- **Actions to take**
1. Reproduce verbatim the stretch of the court judgment below from "Direct that no" through "of the Court.".
2. Write the next part of the court judgment below, beginning after its final sentence.

- **Document section**
A103 of 2003 v Minister for Immigration
[2008] FMCA 1412
•30 September 2008
FEDERAL MAGISTRATES COURT OF AUSTRALIA
| A103 OF 2003 v MINISTER FOR IMMIGRATION & ANOR | [2008] FMCA 1412 |
| MIGRATION – RRT decision – second application to Tribunal after unsuccessful judicial review – Tribunal declined jurisdiction – application under r.16.05 to set aside previous orders dismissing matter under r.13.03 for non-attendance at a hearing – applicant’s request to appear by telephone refused – application for reinstatement refused. |
| Federal Magistrates Act 1999 (Cth), s.69 Federal Magistrates Court Rules 2001 (Cth), rr.13.03A, 16.05 Migration Act 1958 (Cth) |
| Applicant A103 of 2003 v Minister for Immigration & Multicultural & Indigenous Affairs [2004] FCA 584 Applicant A103 of 2003 v Minister for Immigration & Multicultural & Indigenous Affairs [2004] FCAFC 313 Applicant A103 of 2003 v Minister for Immigration & Multicultural & Indigenous Affairs [2005] HCATrans 634 Applicant A103 of 2003 v Minister for Immigration [2006] FMCA 1470 Applicant A103 of 2003 v Minister for Immigration & Multicultural Affairs [2006] FCA 1757 Applicant A103 of 2003 v Minister for Immigration & Multicultural Affairs [2007] HCATrans 579 SZBWJ v Minister for Immigration & Citizenship [2008] FCA 1175 SZCKX v Minister for Immigration & Citizenship [2008] FCA 526 |
| Applicant: | APPLICANT A103 OF 2003 |
| First Respondent: | MINISTER FOR IMMIGRATION & CITIZENSHIP |
| Second Respondent: | REFUGEE REVIEW TRIBUNAL |
| File Number: | SYG 1948 of 2008 |
| Judgment of: | Smith FM |
| Hearing date: | 30 September 2008 |
| Delivered at: | Sydney |
| Delivered on: | 30 September 2008 |
REPRESENTATION
| Counsel for the Applicant: | No Appearance |
| Counsel for the First Respondent: | Ms M Palmer |
| Solicitors for the Respondents: | Sparke Helmore |
ORDERS
The applicant’s application under r.16.05(2)(a) to set aside orders made on 19 August 2008 is refused.
The applicant must pay the first respondent’s costs in the sum of $500.
Direct that no further application for review of the decisions of the Refugee Review Tribunal handed down on 29 January 2003 or 30 May 2008, or for review of the decision of the delegate of the first respondent dated 30 January 2002, or for review of any other administrative decision or action by any person or tribunal relating to the application for a protection visa received on 28 September 2001, shall be accepted for filing without prior leave of the Court.
| FEDERAL MAGISTRATES COURT OF AUSTRALIA AT SYDNEY |
SYG 1948 of 2008
| APPLICANT A103 OF 2003 |
Applicant
And
| MINISTER FOR IMMIGRATION & CITIZENSHIP |
First Respondent
| REFUGEE REVIEW TRIBUNAL |
Second Respondent
REASONS FOR JUDGMENT
(revised from transcript)
The substantive application in this matter is an application filed on 29 July 2008, seeking judicial review under s.476 of Migration Act in respect of a decision of the Refugee Review Tribunal dated 30 May 2008.

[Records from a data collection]
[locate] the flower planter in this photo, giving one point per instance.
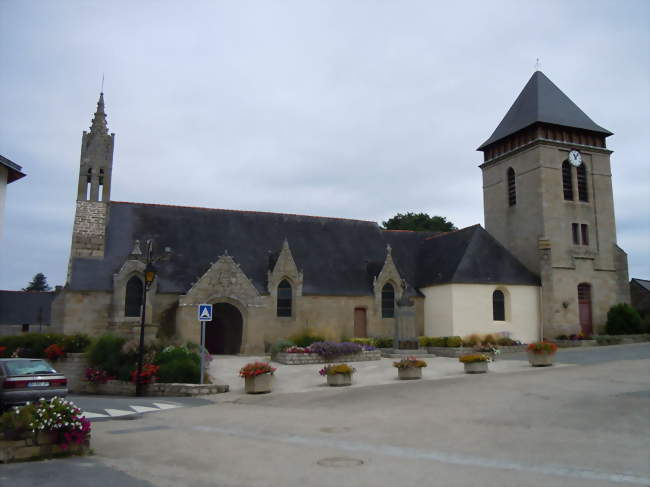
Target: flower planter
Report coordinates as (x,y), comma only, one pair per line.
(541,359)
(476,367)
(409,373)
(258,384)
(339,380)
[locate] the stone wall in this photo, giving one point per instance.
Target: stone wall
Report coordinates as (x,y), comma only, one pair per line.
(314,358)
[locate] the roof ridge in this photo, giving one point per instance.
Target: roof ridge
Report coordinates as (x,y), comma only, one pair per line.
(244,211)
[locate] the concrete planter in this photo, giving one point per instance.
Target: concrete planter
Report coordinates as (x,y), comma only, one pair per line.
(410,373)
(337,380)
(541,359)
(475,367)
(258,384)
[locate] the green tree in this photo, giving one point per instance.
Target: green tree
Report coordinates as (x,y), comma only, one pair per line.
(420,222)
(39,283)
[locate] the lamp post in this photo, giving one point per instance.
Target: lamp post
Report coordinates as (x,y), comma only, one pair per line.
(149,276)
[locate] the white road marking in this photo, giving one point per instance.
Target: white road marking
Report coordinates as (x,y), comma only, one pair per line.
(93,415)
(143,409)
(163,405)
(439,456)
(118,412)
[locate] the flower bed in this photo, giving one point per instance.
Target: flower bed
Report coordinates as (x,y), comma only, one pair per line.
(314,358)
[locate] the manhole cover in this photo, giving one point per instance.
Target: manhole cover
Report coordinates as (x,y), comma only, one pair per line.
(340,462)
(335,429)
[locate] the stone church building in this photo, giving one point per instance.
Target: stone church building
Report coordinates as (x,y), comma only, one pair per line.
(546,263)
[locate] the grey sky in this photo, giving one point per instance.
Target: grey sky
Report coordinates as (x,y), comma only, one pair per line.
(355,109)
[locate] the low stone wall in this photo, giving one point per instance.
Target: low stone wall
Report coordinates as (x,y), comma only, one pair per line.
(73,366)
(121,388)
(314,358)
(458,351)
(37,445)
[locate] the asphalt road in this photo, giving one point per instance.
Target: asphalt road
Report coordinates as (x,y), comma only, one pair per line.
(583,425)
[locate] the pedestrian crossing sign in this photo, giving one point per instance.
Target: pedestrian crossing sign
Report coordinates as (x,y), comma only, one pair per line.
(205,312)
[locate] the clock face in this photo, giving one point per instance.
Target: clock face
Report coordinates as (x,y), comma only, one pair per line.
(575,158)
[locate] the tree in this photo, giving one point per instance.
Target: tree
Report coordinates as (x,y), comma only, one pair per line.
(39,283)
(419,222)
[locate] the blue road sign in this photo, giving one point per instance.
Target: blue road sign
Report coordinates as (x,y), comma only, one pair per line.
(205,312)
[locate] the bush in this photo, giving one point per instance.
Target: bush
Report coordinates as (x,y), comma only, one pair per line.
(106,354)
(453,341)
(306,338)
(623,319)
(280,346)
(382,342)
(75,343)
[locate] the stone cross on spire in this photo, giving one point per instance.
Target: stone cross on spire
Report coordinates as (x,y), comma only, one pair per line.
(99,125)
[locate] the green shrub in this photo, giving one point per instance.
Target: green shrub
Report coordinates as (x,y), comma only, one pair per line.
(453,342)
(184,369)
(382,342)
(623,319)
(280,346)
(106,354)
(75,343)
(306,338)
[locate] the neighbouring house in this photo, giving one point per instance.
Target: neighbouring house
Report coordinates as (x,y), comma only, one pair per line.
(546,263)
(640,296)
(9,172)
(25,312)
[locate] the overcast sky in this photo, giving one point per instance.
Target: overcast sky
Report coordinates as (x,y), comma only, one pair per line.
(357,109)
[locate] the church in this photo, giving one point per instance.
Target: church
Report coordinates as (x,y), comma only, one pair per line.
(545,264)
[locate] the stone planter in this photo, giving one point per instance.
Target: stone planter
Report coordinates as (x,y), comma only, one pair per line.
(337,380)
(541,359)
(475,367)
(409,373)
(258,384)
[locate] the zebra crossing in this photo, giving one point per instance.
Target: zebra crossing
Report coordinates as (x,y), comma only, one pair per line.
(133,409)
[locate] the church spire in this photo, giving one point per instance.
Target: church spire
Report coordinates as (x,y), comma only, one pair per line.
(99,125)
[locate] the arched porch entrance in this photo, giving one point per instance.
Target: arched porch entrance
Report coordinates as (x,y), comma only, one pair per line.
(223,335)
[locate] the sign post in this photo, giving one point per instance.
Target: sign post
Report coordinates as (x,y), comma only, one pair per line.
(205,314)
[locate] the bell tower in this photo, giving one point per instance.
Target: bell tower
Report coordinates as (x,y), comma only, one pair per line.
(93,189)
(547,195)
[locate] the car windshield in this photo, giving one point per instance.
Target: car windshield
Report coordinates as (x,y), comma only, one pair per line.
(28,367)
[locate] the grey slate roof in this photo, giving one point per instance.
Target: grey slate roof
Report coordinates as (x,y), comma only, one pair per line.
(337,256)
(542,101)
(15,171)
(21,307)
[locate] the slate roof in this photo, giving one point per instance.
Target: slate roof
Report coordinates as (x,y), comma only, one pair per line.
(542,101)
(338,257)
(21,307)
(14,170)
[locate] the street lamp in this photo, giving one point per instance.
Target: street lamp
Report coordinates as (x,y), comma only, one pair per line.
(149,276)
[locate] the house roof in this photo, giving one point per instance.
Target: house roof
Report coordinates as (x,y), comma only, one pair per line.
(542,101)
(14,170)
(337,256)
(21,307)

- **Outputs by task**
1.
Direct that no further application for review of the decisions of the Refugee Review Tribunal handed down on 29 January 2003 or 30 May 2008, or for review of the decision of the delegate of the first respondent dated 30 January 2002, or for review of any other administrative decision or action by any person or tribunal relating to the application for a protection visa received on 28 September 2001, shall be accepted for filing without prior leave of the Court.

2.
In that decision, the Tribunal declined to entertain an application for review which had been made to it by the applicant on 14 May 2008. As the Tribunal pointed out in its statement of reasons, the applicant had previously applied to the Tribunal for review of the same decision of a delegate, which had been made on 30 January 2002. The delegate had refused to grant the applicant a protection visa.
The present Tribunal pointed out that the applicant had sought judicial review of the first Tribunal's decision, and that this had been unsuccessful in the Federal Court, in the Full Federal Court, and on a special leave application to the High Court (see Applicant A103 of 2003 v Minister for Immigration & Multicultural & Indigenous Affairs [2004] FCA 584; Applicant A103 of 2003 v Minister for Immigration & Multicultural & Indigenous Affairs [2004] FCAFC 313; Applicant A103 of 2003 v Minister for Immigration & Multicultural & Indigenous Affairs [2005] HCATrans 634).
The applicant had then started a second round of unsuccessful litigation in this Court, in the Federal Court, and in a second special leave application (see Applicant A103 of 2003 v Minister for Immigration [2006] FMCA 1470; Applicant A103 of 2003 v Minister for Immigration & Multicultural Affairs [2006] FCA 1757; Applicant A103 of 2003 v Minister for Immigration & Multicultural Affairs [2007] HCATrans 579).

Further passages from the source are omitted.